Extract each line from the entries below that has the string "children" in it.

────────

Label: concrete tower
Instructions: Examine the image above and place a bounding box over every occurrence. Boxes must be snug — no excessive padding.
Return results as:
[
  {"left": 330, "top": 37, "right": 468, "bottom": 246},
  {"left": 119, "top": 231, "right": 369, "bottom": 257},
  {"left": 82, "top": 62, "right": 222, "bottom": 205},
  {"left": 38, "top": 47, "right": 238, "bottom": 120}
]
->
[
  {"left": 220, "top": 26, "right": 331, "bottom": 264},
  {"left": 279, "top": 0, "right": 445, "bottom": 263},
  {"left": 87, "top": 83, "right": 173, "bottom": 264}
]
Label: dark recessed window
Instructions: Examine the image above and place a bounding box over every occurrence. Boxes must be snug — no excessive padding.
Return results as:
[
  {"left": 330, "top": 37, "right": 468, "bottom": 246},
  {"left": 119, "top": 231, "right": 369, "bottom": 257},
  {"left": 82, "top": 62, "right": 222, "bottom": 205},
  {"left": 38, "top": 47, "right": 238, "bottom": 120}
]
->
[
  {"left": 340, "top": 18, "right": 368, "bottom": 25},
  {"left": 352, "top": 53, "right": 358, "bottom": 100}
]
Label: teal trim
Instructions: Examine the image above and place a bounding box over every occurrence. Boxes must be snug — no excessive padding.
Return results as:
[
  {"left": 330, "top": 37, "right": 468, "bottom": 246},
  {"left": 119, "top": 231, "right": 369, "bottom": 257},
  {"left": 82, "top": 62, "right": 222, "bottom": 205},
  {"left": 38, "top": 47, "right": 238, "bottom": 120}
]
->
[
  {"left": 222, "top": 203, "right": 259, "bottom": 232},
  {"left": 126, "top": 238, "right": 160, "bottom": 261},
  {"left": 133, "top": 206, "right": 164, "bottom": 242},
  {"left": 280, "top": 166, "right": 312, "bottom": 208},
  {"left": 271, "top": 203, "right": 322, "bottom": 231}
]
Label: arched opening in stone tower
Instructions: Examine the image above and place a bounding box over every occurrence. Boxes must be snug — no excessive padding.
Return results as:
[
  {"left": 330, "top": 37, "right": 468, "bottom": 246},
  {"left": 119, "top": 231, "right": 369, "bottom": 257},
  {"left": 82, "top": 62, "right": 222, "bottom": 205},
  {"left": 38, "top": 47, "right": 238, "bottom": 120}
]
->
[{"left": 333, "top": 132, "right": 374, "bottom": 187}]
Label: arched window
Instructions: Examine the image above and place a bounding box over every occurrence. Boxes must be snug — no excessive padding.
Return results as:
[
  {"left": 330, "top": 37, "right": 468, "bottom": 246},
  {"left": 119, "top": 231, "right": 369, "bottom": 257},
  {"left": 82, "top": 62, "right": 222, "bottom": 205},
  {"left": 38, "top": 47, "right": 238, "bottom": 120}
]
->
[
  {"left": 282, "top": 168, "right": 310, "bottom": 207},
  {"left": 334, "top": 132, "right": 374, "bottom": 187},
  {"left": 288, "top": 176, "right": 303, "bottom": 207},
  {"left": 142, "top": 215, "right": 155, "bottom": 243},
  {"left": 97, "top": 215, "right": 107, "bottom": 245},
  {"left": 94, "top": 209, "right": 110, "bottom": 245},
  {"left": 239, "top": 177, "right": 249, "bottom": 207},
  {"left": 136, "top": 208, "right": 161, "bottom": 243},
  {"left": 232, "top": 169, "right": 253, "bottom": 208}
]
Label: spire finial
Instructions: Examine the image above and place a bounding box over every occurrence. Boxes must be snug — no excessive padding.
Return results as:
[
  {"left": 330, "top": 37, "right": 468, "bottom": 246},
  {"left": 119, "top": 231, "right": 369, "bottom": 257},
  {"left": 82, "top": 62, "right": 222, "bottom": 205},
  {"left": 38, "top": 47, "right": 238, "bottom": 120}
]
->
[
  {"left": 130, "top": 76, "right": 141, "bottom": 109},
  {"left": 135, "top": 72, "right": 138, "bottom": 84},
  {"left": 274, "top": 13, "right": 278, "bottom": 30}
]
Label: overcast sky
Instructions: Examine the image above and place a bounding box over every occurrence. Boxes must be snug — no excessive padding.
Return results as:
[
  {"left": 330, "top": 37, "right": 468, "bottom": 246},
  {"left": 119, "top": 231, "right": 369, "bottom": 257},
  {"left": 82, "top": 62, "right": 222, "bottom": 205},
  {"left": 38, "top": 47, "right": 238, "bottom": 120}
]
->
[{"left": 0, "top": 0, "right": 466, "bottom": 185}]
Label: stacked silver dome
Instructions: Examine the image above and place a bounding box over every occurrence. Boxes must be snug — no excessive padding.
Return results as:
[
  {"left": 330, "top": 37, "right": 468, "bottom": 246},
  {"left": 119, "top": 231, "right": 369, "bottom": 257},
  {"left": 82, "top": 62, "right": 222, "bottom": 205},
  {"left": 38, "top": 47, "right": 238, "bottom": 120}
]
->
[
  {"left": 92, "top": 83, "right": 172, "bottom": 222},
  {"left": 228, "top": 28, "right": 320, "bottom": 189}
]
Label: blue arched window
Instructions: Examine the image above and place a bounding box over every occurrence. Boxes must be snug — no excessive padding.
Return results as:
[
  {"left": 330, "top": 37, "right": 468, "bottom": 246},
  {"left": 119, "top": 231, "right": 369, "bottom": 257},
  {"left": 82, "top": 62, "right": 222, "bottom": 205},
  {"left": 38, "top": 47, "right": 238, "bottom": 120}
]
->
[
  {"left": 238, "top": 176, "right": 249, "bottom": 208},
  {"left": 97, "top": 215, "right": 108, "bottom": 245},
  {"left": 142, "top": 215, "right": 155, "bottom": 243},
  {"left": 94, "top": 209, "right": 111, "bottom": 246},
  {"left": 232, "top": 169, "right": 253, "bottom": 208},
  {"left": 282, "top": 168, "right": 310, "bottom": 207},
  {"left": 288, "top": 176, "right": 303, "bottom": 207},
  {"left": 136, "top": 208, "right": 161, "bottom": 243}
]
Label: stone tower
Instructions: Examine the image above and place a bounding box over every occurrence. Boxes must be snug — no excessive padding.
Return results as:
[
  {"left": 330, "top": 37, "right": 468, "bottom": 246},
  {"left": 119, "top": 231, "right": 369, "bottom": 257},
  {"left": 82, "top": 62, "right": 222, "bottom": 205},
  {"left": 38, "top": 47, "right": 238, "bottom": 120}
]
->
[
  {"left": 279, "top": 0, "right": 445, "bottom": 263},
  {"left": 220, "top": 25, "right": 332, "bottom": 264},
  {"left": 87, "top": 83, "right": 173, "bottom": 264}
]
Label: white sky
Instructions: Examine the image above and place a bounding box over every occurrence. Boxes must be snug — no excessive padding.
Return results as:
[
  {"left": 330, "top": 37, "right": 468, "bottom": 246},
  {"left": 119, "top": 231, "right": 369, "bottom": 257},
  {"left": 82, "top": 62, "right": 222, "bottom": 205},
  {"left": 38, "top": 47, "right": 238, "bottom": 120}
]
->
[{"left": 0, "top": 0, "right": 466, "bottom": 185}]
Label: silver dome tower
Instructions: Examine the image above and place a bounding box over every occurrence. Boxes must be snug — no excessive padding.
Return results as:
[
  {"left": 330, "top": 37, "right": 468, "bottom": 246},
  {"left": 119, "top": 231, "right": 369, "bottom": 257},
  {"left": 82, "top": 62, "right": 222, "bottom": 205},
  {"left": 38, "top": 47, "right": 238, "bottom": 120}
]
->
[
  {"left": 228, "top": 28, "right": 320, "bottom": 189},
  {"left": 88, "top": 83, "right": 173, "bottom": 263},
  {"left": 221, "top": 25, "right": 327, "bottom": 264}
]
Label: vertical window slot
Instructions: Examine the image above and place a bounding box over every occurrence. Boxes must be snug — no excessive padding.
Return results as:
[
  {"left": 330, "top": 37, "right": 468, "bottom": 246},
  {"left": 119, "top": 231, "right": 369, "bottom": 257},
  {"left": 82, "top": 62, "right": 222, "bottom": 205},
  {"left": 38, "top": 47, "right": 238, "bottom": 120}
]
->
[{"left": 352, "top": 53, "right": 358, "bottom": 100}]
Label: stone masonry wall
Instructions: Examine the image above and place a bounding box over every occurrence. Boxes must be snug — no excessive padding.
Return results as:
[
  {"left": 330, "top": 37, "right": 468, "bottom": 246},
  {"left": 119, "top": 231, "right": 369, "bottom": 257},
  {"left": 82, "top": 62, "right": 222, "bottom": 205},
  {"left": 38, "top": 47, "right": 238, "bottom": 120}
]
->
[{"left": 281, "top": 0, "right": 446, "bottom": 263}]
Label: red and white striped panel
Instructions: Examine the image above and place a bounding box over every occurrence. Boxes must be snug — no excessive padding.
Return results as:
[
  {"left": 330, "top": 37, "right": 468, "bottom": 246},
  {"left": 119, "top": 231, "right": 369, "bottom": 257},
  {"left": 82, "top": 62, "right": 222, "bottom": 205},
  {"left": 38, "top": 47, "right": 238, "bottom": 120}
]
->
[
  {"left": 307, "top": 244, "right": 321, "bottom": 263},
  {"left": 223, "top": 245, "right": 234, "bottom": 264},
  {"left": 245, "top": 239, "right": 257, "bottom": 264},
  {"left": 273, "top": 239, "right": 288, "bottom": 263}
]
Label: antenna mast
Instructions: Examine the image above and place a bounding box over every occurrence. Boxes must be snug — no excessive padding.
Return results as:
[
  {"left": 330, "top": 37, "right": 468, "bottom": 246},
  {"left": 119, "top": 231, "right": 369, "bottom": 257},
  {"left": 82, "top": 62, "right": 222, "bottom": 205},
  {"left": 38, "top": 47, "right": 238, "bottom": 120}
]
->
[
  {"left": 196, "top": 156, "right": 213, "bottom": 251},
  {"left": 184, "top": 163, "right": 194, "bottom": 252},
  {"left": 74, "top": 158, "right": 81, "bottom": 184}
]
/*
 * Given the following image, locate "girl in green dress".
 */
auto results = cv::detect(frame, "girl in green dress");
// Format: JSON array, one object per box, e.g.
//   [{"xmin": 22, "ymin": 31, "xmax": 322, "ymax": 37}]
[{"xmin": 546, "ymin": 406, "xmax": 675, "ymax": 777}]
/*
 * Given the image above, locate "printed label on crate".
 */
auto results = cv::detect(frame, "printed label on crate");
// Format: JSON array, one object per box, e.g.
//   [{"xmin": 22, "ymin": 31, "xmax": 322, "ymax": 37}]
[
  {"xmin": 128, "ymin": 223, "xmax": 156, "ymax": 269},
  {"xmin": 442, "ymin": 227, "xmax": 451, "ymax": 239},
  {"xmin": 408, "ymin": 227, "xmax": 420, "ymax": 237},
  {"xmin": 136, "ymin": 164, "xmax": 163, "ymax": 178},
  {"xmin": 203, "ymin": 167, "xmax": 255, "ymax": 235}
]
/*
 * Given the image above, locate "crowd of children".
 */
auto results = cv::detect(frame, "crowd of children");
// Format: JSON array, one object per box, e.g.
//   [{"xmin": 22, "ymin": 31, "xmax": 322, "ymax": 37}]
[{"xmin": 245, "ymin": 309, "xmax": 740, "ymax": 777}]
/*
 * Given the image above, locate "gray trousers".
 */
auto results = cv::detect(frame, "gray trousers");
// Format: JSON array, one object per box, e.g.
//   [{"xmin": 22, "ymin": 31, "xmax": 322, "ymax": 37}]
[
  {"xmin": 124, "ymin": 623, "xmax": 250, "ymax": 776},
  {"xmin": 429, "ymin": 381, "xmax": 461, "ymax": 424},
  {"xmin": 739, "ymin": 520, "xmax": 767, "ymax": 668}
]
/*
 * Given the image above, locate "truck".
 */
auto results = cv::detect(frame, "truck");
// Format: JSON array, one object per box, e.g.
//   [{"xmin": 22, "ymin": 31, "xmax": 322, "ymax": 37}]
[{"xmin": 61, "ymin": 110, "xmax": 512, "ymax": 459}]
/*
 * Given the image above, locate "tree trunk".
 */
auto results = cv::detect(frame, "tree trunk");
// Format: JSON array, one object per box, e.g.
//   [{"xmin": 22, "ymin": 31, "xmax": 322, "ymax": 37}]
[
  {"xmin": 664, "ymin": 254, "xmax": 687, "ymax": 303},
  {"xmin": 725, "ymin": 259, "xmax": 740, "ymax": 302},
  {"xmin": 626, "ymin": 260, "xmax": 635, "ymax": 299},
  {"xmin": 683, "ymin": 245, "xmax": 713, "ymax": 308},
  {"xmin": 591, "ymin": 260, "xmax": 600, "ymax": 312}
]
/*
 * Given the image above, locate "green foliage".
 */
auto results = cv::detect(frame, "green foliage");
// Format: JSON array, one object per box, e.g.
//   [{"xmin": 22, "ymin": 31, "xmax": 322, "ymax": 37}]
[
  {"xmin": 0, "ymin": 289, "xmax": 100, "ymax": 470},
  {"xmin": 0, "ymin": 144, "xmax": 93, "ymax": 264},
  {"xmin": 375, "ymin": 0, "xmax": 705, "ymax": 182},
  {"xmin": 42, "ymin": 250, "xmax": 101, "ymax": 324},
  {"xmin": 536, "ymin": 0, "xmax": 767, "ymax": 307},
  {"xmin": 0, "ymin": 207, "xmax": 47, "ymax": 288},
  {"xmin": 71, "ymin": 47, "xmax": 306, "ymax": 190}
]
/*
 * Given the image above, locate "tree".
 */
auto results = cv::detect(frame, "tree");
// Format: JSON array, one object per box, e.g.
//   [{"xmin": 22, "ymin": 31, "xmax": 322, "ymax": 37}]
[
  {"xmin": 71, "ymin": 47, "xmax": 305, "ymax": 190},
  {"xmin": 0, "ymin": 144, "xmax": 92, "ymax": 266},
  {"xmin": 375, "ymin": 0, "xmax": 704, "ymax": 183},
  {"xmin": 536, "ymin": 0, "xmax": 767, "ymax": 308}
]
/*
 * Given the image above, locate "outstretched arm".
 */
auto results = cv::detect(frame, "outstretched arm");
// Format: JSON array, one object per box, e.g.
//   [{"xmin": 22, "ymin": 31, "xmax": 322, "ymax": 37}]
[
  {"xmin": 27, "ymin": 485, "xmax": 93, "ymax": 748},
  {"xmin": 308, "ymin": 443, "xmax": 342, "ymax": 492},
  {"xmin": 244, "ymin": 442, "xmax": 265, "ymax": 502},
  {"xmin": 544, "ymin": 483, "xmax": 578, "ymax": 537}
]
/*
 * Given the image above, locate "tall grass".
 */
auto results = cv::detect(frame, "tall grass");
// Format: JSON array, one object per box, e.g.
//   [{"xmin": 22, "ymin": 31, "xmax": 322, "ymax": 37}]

────────

**Answer section**:
 * Given the image above, locate "crowd of children".
auto results = cv::detect(frame, "crowd of children");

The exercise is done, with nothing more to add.